(Reading text):
LLM Fine-tuning

Llama2-7b Fine-Tuning 4bit (QLoRA)¶

This example shows how to fine-tune Llama2-7b to follow instructions. Instruction tuning is the first step in adapting a general purpose Large Language Model into a chatbot.

This example uses no distributed training or big data functionality. It is designed to run locally on any machine with GPU availability.

Prerequisites¶

HuggingFace API Token
Access approval to Llama2-7b-hf
GPU with at least 12 GiB of VRAM (in our tests, we used an Nvidia T4)

Installation¶

pip install ludwig ludwig[llm]

Running¶

We'll use the Stanford Alpaca dataset, which will be formatted as a table-like file that looks like this:

instruction	input	output
Give three tips for staying healthy.		1.Eat a balanced diet and make sure to include...
Arrange the items given below in the order to ...	cake, me, eating	I eating cake.
Write an introductory paragraph about a famous...	Michelle Obama	Michelle Obama is an inspirational woman who r...
...	...	...

(Task set):
• 1. According to the Llama2-7b fine-tuning guide, how much GPU memory is needed at minimum?
• 2. Carry on with the Llama2-7b fine-tuning guide, picking up after the sample table from the Stanford Alpaca dataset.
The records after this point have no connection to the Llama2-7b fine-tuning guide.

(Data shown):
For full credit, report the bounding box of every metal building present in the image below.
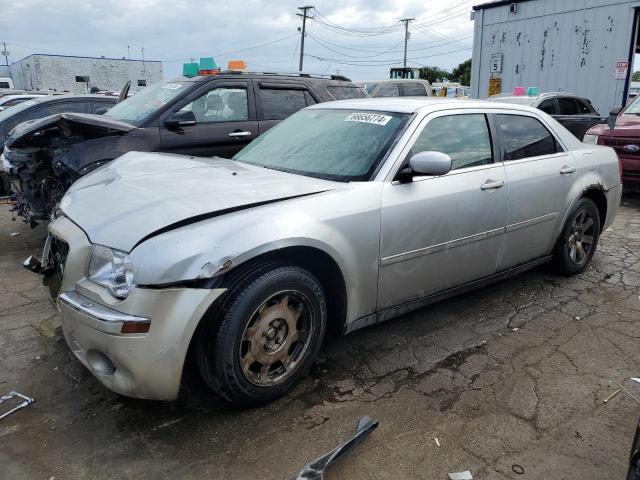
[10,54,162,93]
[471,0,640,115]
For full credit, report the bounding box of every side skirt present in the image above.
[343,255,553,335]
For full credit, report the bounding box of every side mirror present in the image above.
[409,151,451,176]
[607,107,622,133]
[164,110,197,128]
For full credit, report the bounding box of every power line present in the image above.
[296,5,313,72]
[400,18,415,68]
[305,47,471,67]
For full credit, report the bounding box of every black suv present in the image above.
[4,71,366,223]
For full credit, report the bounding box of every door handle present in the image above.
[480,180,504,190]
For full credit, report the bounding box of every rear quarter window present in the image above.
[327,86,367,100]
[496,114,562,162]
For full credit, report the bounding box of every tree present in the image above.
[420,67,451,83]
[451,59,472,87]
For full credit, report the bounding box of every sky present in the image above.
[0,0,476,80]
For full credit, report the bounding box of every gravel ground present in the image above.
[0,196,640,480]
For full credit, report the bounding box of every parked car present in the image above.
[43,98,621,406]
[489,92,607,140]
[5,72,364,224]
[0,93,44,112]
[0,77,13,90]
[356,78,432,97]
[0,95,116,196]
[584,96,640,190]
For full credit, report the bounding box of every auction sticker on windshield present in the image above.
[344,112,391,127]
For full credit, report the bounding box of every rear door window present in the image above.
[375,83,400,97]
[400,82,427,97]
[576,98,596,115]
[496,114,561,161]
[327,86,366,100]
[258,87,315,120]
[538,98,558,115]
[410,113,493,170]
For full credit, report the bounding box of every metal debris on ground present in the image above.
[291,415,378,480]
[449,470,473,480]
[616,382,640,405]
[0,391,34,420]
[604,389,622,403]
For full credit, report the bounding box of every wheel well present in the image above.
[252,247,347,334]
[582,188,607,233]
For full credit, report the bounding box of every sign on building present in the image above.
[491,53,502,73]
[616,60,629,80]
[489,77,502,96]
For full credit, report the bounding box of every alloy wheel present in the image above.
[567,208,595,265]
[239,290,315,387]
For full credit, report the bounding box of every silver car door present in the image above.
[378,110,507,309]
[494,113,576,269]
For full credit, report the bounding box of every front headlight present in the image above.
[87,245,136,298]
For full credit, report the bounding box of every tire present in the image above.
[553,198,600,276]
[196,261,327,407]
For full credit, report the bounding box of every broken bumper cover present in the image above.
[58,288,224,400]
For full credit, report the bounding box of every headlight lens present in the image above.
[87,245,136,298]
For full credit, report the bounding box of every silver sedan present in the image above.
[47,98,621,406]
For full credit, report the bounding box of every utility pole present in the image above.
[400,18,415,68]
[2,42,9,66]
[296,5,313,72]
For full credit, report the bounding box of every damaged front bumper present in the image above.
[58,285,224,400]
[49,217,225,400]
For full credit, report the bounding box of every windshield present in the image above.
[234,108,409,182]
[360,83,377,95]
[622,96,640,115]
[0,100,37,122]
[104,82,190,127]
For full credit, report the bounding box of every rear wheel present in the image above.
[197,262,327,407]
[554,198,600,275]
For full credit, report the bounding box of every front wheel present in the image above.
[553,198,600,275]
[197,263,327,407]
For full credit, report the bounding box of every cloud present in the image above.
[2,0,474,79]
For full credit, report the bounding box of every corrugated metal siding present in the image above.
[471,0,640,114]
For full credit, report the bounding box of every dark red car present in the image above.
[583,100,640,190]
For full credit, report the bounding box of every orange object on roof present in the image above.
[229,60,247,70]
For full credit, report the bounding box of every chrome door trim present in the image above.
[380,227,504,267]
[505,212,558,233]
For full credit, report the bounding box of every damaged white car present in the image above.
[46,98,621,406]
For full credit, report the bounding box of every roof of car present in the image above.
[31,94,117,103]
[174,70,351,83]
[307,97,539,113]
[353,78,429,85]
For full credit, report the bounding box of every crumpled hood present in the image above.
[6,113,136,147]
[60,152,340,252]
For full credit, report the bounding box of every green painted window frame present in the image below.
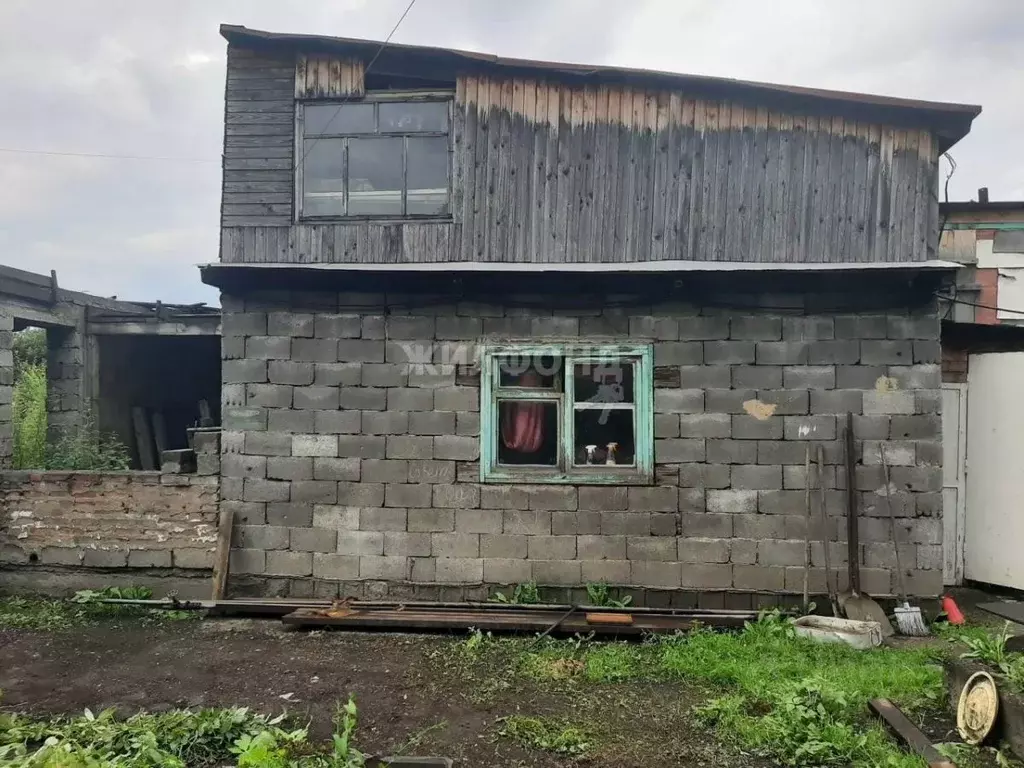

(Results by task):
• 1. At least 12 GiB of VRAM.

• 2.
Create a YAML config file named model.yaml with the following:

model_type: llm
base_model: meta-llama/Llama-2-7b-hf

quantization:
  bits: 4

adapter:
  type: lora

prompt:
  template: |
    ### Instruction:
    {instruction}

    ### Input:
    {input}

    ### Response:

input_features:
  - name: prompt
    type: text

output_features:
  - name: output
    type: text

trainer:
  type: finetune
  learning_rate: 0.0001
  batch_size: 1
  gradient_accumulation_steps: 16
  epochs: 3
  learning_rate_scheduler:
    warmup_fraction: 0.01

preprocessing:
  sample_ratio: 0.1

And now let's train the model:

ludwig train --config model.yaml --dataset "ludwig://alpaca"